> [EXERCISE DETAILS]: Exactly the lines from the one containing "Please mark the region of the gold" through the end of the entries, both ends included, are to be output.

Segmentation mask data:
********

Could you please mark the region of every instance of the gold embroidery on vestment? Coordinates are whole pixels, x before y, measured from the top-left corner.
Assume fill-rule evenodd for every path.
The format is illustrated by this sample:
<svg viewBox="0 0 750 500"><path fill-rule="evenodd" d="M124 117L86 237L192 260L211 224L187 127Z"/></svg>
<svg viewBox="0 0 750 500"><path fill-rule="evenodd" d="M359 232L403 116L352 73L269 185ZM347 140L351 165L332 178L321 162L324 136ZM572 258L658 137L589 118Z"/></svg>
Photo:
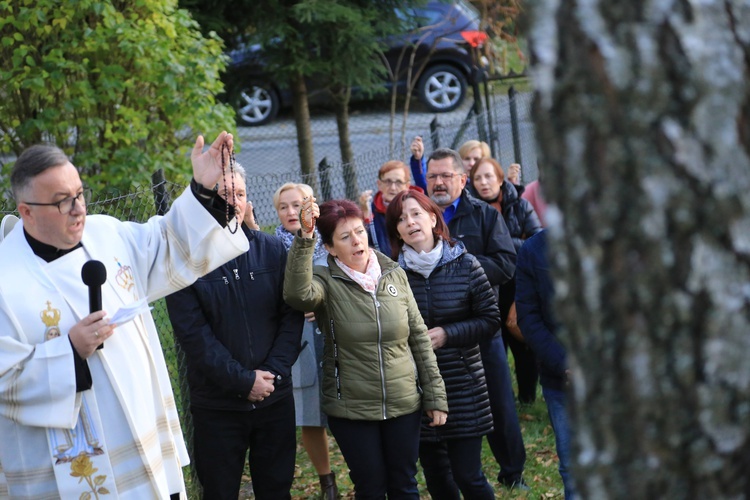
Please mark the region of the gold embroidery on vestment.
<svg viewBox="0 0 750 500"><path fill-rule="evenodd" d="M39 313L42 322L47 326L44 330L44 340L54 339L60 336L60 309L52 309L52 303L47 301L47 309Z"/></svg>

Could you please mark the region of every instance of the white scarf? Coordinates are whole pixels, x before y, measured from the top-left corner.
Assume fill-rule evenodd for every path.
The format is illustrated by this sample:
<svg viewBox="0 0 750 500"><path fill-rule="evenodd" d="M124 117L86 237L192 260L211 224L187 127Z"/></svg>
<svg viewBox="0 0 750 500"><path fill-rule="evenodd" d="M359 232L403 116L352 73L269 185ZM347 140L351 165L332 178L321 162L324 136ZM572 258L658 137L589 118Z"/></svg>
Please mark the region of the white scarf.
<svg viewBox="0 0 750 500"><path fill-rule="evenodd" d="M425 278L429 278L432 271L438 265L438 262L440 262L440 257L443 256L443 242L438 241L435 248L429 252L417 252L409 245L404 245L402 251L404 253L404 262L408 268Z"/></svg>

********

> [RESPONSE]:
Please mark the region of the gold embroidery on vestment.
<svg viewBox="0 0 750 500"><path fill-rule="evenodd" d="M39 313L42 322L47 326L44 330L44 340L54 339L60 336L60 309L52 309L52 303L47 301L47 309Z"/></svg>

Could you please mark the region of every instance of the white scarf? Coordinates are whole pixels, x before y, measured from the top-left corner.
Assume fill-rule evenodd for every path.
The format is illustrated by this sample:
<svg viewBox="0 0 750 500"><path fill-rule="evenodd" d="M124 117L86 237L192 260L211 224L187 127Z"/></svg>
<svg viewBox="0 0 750 500"><path fill-rule="evenodd" d="M359 232L403 116L352 73L269 185ZM347 140L351 165L332 178L321 162L324 136ZM572 258L658 137L589 118Z"/></svg>
Please mark the region of the white scarf.
<svg viewBox="0 0 750 500"><path fill-rule="evenodd" d="M425 278L429 278L432 271L438 265L438 262L440 262L440 257L443 256L443 242L438 241L435 248L429 252L417 252L409 245L404 245L402 251L404 253L404 262L408 268Z"/></svg>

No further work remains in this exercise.